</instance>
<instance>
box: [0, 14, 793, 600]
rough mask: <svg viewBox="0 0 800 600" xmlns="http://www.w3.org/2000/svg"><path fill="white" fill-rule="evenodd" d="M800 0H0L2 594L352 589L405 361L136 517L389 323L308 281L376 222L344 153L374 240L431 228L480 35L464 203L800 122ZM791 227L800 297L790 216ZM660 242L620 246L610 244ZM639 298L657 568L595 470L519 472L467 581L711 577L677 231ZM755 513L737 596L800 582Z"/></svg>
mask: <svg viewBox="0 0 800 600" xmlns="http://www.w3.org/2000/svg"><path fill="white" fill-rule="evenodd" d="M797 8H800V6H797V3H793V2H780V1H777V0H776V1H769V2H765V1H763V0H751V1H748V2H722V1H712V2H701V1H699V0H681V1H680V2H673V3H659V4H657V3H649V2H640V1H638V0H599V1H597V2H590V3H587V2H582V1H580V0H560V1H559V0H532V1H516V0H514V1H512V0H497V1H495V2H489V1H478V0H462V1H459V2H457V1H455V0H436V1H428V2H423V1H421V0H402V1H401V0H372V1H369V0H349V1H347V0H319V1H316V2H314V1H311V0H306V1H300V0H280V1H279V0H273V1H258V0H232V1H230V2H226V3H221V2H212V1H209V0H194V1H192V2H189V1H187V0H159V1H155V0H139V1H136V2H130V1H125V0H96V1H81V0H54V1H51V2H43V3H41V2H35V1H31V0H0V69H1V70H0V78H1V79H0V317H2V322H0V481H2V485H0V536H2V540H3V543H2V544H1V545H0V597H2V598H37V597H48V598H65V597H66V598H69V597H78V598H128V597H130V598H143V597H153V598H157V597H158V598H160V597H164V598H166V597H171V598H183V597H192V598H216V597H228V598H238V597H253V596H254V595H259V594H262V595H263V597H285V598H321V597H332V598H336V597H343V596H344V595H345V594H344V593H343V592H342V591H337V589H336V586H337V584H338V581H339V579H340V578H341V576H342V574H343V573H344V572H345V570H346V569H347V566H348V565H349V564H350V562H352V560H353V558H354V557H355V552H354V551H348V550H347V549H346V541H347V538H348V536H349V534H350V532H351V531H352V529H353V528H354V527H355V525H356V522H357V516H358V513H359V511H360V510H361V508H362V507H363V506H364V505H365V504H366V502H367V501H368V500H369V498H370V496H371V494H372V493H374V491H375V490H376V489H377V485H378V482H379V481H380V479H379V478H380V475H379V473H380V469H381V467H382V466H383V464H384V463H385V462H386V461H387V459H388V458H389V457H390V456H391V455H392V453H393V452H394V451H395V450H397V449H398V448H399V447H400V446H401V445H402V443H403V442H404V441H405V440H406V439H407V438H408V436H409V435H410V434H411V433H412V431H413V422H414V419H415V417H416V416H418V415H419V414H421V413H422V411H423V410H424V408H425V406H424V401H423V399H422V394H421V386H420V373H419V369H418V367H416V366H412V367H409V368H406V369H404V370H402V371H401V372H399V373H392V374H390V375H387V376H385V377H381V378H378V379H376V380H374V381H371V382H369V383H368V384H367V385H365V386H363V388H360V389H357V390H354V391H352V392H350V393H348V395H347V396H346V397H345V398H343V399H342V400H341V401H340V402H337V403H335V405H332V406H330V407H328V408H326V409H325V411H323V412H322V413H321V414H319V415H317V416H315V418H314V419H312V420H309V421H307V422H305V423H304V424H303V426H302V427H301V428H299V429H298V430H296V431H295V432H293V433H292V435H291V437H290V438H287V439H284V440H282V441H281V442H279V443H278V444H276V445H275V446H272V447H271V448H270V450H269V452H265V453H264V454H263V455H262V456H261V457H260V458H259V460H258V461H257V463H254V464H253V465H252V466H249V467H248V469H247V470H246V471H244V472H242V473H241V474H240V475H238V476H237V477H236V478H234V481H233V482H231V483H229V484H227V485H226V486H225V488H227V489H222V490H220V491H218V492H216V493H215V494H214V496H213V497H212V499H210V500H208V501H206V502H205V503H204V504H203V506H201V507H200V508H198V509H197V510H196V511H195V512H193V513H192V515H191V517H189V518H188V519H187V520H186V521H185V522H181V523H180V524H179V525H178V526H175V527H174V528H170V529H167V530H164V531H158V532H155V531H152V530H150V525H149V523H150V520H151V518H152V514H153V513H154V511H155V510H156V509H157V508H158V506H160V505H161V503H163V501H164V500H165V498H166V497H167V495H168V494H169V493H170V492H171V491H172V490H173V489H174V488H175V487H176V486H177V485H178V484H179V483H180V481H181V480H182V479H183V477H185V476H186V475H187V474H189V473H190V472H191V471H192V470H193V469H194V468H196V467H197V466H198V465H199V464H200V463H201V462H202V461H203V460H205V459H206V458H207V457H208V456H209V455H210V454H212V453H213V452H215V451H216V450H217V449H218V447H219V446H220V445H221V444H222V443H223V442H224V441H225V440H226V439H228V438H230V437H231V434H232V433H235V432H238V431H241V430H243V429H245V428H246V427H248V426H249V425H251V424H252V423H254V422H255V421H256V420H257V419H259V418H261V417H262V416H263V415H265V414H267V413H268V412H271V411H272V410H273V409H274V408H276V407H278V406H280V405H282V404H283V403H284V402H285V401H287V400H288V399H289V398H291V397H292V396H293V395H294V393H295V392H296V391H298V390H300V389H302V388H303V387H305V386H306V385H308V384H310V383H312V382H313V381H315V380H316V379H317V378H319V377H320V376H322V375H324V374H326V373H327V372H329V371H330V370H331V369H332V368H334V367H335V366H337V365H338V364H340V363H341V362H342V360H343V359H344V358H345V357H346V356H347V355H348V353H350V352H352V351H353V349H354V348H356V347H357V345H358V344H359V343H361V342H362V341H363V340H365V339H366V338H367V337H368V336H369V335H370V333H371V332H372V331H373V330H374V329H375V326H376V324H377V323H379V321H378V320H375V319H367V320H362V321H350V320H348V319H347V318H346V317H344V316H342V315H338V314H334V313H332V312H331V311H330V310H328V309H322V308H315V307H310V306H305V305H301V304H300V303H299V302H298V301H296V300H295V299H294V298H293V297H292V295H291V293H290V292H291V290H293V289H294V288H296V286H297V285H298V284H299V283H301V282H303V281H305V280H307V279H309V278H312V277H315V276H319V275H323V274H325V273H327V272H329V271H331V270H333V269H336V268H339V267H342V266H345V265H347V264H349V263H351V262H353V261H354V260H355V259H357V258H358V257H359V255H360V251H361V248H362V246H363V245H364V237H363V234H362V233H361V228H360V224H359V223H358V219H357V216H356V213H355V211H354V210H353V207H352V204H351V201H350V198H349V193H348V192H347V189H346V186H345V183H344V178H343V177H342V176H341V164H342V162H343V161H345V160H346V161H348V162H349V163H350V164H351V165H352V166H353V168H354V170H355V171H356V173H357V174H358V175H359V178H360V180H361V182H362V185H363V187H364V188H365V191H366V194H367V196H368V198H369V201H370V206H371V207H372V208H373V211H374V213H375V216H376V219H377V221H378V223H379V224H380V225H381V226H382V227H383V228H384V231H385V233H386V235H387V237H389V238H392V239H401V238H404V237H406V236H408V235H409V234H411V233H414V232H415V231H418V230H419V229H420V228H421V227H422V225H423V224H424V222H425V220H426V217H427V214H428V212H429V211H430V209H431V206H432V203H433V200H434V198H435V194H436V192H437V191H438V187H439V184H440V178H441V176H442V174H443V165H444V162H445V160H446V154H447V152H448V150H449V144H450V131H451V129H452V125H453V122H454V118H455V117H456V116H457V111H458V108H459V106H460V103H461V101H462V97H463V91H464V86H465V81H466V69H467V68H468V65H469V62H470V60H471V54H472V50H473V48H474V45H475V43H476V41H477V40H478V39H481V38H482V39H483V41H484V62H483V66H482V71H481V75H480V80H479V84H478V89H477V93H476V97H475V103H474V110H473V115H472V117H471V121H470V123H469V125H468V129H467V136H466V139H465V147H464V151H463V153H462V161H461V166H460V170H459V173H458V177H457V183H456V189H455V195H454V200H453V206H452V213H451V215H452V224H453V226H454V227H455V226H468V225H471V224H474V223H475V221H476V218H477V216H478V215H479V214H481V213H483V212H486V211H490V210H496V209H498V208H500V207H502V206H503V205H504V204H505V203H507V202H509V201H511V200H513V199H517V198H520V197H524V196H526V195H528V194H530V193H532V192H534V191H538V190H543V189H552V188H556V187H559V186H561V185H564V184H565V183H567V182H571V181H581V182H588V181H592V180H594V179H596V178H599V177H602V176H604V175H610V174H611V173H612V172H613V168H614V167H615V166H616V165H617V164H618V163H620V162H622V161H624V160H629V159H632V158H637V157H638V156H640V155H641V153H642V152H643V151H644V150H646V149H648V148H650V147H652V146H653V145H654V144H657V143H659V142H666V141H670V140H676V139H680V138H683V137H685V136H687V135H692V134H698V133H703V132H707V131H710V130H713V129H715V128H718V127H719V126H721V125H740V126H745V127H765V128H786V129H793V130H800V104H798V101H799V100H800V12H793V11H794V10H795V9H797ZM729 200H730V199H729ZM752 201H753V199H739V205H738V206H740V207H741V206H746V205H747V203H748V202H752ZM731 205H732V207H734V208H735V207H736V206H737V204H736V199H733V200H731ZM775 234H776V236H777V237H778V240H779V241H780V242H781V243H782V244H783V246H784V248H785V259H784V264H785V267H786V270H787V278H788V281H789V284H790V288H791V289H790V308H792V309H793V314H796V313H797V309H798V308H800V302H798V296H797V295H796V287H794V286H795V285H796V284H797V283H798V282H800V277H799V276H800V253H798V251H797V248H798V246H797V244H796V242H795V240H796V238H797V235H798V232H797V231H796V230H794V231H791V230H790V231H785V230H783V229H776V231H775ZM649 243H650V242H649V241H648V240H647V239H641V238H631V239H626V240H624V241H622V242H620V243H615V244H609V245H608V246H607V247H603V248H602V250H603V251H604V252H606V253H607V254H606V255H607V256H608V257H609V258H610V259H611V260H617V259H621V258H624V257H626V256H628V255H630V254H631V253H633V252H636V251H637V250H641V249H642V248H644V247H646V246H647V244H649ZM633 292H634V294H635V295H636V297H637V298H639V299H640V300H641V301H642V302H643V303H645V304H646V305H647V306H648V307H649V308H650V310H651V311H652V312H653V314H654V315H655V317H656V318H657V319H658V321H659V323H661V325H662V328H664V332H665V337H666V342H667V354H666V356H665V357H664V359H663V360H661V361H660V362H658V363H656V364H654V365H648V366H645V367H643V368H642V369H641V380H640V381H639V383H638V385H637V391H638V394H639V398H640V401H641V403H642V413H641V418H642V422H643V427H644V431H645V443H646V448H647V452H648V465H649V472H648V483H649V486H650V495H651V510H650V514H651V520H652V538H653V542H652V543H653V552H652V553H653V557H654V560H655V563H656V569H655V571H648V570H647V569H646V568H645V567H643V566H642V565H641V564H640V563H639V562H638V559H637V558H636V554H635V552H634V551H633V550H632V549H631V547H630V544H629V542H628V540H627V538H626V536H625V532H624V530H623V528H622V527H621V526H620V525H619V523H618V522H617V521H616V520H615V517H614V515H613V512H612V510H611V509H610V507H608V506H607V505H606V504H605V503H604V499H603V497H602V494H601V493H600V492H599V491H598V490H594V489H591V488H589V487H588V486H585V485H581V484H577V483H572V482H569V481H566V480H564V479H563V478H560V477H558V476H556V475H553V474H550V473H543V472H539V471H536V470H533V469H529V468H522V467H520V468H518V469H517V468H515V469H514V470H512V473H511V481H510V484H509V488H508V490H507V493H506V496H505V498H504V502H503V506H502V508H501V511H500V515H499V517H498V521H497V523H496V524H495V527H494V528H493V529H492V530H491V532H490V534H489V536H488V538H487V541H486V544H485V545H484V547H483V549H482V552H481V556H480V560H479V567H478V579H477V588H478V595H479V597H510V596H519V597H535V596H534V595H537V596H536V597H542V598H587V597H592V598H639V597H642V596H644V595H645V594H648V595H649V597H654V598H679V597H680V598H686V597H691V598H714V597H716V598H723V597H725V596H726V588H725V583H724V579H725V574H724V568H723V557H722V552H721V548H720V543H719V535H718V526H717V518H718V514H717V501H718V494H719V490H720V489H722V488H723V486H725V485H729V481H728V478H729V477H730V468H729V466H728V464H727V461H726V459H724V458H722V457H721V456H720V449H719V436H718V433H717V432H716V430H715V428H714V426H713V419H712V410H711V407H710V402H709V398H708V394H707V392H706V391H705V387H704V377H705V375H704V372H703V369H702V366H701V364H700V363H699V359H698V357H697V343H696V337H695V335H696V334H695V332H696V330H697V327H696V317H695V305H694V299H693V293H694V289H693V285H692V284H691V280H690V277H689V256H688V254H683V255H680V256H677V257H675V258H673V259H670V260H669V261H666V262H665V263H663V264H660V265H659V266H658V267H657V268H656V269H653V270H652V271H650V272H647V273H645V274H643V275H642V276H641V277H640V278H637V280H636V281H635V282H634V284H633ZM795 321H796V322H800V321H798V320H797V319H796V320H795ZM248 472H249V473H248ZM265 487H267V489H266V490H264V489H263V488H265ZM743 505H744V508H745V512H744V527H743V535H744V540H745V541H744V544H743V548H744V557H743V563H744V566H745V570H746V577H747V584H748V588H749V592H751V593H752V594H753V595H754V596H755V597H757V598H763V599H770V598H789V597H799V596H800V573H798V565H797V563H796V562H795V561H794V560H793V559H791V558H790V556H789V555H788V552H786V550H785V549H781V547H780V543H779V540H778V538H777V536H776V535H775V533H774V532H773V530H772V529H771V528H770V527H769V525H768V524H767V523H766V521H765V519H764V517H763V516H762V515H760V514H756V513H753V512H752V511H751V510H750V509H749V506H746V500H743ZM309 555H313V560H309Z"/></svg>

- **Activity**:
Can you format the lines above, from the first one through the line containing "rough mask: <svg", as a Markdown table with the columns Row and Line, leaving out any blank lines?

- **Your response**:
| Row | Line |
|---|---|
| 1 | </instance> |
| 2 | <instance> |
| 3 | box: [0, 14, 793, 600] |
| 4 | rough mask: <svg viewBox="0 0 800 600" xmlns="http://www.w3.org/2000/svg"><path fill="white" fill-rule="evenodd" d="M800 0H0L2 594L352 589L405 361L136 517L389 323L308 281L376 222L344 153L374 240L431 228L480 35L464 203L800 122ZM791 227L800 297L790 216ZM660 242L620 246L610 244ZM639 298L657 568L595 470L519 472L467 581L711 577L677 231ZM755 513L737 596L800 582Z"/></svg> |